Image entries on named regions
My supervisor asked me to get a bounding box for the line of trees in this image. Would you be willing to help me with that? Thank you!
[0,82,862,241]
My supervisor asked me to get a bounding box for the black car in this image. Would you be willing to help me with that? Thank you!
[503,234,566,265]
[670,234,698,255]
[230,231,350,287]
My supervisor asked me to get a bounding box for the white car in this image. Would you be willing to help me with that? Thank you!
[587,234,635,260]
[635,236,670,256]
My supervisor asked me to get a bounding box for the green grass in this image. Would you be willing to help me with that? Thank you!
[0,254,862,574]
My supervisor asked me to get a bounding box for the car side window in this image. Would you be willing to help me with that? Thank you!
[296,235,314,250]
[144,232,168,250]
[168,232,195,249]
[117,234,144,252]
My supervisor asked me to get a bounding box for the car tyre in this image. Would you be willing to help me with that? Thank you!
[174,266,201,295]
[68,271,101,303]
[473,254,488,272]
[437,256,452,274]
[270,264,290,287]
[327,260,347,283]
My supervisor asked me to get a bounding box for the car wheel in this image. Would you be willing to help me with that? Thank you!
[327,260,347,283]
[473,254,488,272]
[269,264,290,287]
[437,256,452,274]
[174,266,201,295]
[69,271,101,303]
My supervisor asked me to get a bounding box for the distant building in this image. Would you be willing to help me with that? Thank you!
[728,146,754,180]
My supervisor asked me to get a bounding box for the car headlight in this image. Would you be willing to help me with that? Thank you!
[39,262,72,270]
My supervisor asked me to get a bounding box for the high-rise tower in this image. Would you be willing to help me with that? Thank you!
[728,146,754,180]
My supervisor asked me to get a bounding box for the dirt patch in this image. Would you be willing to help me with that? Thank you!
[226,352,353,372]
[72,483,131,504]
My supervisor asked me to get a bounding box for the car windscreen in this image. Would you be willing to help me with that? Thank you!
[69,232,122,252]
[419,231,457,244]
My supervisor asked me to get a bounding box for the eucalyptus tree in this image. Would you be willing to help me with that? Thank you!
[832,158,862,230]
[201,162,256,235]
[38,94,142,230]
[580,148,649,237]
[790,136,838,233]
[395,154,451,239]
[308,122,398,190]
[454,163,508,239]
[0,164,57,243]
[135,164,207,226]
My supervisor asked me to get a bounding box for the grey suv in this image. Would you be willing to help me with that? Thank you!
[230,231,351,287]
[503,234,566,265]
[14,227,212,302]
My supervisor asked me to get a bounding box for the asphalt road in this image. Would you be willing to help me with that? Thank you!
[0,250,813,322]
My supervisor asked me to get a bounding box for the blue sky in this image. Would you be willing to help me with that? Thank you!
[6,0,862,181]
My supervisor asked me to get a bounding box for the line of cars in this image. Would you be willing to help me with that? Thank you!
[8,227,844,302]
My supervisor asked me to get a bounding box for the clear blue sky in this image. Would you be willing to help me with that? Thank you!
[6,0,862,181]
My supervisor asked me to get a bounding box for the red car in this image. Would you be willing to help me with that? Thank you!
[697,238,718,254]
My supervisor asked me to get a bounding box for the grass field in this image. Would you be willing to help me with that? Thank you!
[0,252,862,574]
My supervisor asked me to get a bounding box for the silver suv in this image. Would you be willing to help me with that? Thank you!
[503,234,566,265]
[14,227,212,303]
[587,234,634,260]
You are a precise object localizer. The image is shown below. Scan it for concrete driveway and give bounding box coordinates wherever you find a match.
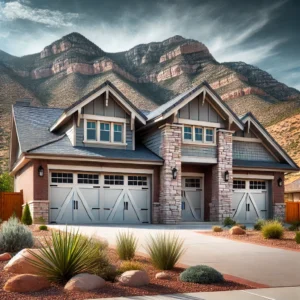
[50,225,300,287]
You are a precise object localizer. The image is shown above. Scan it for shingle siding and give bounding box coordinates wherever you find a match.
[233,141,276,162]
[142,129,162,156]
[181,145,217,158]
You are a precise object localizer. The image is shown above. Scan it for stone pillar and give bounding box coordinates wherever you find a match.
[159,124,182,224]
[210,129,233,222]
[23,200,49,224]
[273,203,285,221]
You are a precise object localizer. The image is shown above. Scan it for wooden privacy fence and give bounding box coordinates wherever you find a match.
[285,202,300,223]
[0,191,23,221]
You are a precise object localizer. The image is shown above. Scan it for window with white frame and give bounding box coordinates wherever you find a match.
[183,125,215,144]
[85,120,126,144]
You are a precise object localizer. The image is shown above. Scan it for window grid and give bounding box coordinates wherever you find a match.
[104,175,124,185]
[250,180,266,190]
[128,175,148,186]
[233,180,246,190]
[185,178,201,188]
[77,174,99,184]
[51,173,73,183]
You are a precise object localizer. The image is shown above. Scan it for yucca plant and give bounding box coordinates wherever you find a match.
[145,233,185,270]
[117,232,138,260]
[27,231,103,283]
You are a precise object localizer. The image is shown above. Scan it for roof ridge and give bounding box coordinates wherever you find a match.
[26,133,66,152]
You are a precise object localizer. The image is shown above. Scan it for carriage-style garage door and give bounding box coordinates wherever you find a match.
[232,179,269,223]
[50,172,151,224]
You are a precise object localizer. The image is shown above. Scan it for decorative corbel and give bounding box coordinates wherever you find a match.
[202,90,206,106]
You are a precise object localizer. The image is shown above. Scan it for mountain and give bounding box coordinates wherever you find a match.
[0,33,300,170]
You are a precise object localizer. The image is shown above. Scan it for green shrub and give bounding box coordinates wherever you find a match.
[223,217,236,227]
[0,218,34,252]
[26,231,107,283]
[212,226,223,232]
[118,260,144,274]
[39,225,48,231]
[295,232,300,244]
[179,265,224,284]
[261,220,284,239]
[117,232,138,260]
[253,219,266,231]
[21,203,32,225]
[145,233,184,270]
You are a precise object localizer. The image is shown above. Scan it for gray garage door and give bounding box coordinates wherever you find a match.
[50,172,151,224]
[232,179,269,223]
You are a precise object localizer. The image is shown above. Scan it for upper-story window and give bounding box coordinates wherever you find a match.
[84,120,126,144]
[183,126,215,144]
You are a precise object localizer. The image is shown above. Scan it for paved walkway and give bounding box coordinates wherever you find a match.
[50,225,300,286]
[89,287,300,300]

* _DIRECTION_
Extract every line of the data containing the string "white". Case counts.

* _FULL ANSWER_
My supervisor asked me to get a bounding box for the white car in this image. Would you be willing to help me with that? Thank you!
You are a precise object localizer. The image is shown above. Scan it for window with white frame and give bounding box coordinates wherever you find a match.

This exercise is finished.